BEGIN EXCERPT PROVIDED
Regardless of whether or not you are subject to the estate tax, it is essential to have a current will and related documents. I recently wrote two articles on the sticking points that can cause well-intended adults to delay the execution of their estate plan: Choosing an Executor of your Estate and Naming Potential Guardians for Minor Children.
Another common consideration is determining the appropriate time for children to have access to their inheritance. Although my focus here is on distributions from trusts created by a will (testamentary trusts), these considerations also apply to trusts created during your lifetime (inter-vivos trusts).
A major distinction between your will and lifetime irrevocable trusts is that; during your lifetime your will can be regularly updated to reflect current thinking, while amending or changing provisions within a lifetime irrevocable trust will generally be more restrictive and often require a statutory solution (decanting), where possible, or having to seek permission from the courts.
Generally, distributions can be discretionary, mandatory or event-driven. For most (with high confidence in a trustee), I recommend a combination of allowing for both mandatory and discretionary powers to make distributions – assuming the facts and circumstances allow for it.
The most common distribution structure we’ve seen over time seems to include mandatory distributions at specified ages – i.e. ages 25, 30 and 35. This could mean that one-third of the principle is distributed at age 25, one-half of the balance at age 30, and the remaining balance distributed at age 35.
END EXCERPT PROVIDED
▸ TASK STATEMENT
Carry on the article about timing children's access to their inheritance through trusts, beginning right after its last sentence.
BEGIN DATA SHOWN
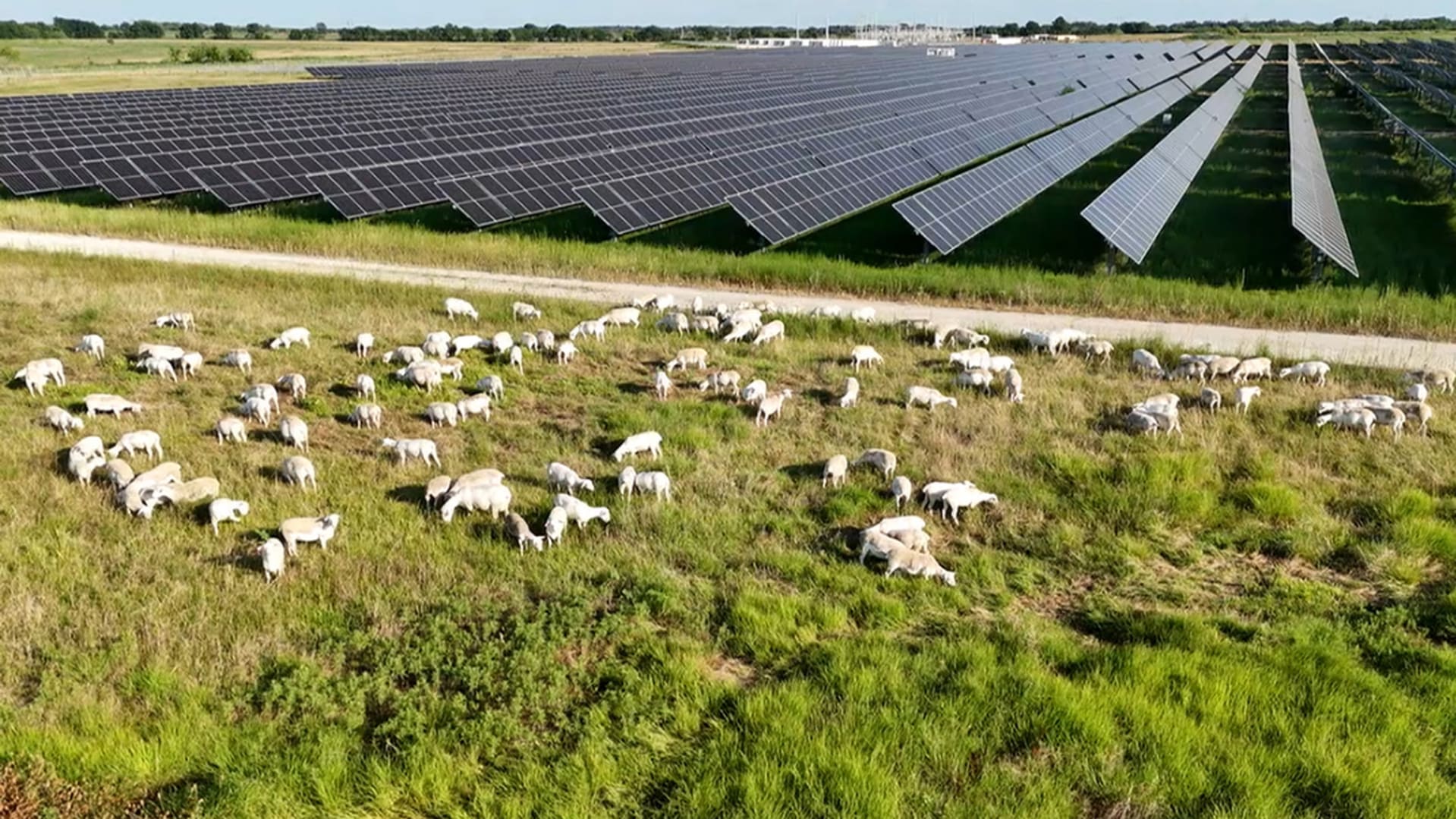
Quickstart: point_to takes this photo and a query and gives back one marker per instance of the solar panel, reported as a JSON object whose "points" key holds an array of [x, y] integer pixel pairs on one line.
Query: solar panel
{"points": [[1312, 197]]}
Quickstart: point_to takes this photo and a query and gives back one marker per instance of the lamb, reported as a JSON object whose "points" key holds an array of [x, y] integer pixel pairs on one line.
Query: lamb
{"points": [[290, 337], [92, 345], [461, 308], [901, 490], [309, 531], [695, 356], [641, 442], [1244, 397], [581, 512], [565, 480], [226, 510], [101, 402], [443, 413], [1307, 370], [146, 440], [61, 421], [516, 527], [880, 459], [294, 432], [241, 359], [928, 397], [771, 405], [835, 470], [299, 471], [424, 449], [495, 499], [865, 356], [917, 564]]}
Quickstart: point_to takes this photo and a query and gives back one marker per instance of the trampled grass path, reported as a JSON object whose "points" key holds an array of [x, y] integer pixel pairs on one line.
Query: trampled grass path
{"points": [[1365, 350]]}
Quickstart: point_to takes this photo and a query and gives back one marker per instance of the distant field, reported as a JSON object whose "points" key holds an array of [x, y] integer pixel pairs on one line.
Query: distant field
{"points": [[1250, 619]]}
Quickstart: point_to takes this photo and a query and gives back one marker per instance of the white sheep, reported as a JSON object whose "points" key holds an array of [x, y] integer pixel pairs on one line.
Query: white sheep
{"points": [[226, 510], [290, 337], [649, 442], [565, 480], [309, 531]]}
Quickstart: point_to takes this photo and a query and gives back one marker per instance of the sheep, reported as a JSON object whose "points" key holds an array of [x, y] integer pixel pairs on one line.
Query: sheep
{"points": [[555, 525], [865, 356], [309, 531], [649, 442], [881, 461], [101, 402], [1307, 370], [494, 499], [901, 490], [294, 432], [231, 429], [581, 512], [461, 308], [92, 345], [835, 470], [290, 337], [296, 385], [565, 480], [1253, 367], [271, 553], [516, 527], [226, 510], [1146, 364], [61, 421], [928, 397], [768, 332], [367, 416], [695, 356], [299, 471], [771, 405], [146, 440], [917, 564], [1244, 397], [1210, 398]]}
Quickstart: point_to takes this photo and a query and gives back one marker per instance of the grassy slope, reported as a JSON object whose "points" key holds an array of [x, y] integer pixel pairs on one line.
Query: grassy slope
{"points": [[1247, 621]]}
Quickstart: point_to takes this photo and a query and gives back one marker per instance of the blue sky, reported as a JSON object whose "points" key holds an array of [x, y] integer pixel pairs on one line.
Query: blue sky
{"points": [[676, 12]]}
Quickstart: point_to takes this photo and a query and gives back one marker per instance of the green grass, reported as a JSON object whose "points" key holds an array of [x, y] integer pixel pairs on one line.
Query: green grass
{"points": [[1251, 619]]}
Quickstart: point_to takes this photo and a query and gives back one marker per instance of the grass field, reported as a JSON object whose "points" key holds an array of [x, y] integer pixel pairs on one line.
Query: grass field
{"points": [[1253, 619]]}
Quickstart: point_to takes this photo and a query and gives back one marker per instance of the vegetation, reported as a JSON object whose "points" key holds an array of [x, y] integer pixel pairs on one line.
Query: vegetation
{"points": [[1253, 619]]}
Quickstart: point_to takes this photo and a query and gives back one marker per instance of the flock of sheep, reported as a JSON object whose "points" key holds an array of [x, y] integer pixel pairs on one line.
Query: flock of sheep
{"points": [[901, 541]]}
END DATA SHOWN
▸ OUTPUT FOR THIS TASK
Prior to or between mandatory distributions, the trust can provide that the fiduciary has the power to make either fully discretionary distributions or distributions under some “ascertainable standard,” such as for the beneficiary’s health, education, maintenance and support (HEMS). The power to distribute can be very broad (absolute) or narrow – the HEMS standard is a statutory standard that lies somewhere in between and may provide certain tax protections.
I find it interesting that clients with young children often initially choose ages 25, 30 and 35, only to then stretch out the ages of mandatory distributions as both they and their offspring age. This implies that any initial confidence the parents had in their children’s ability to handle large sums of money early on (e.g. age 25) dissipates as the distribution becomes more imminent and, perhaps, the monetary sum increases.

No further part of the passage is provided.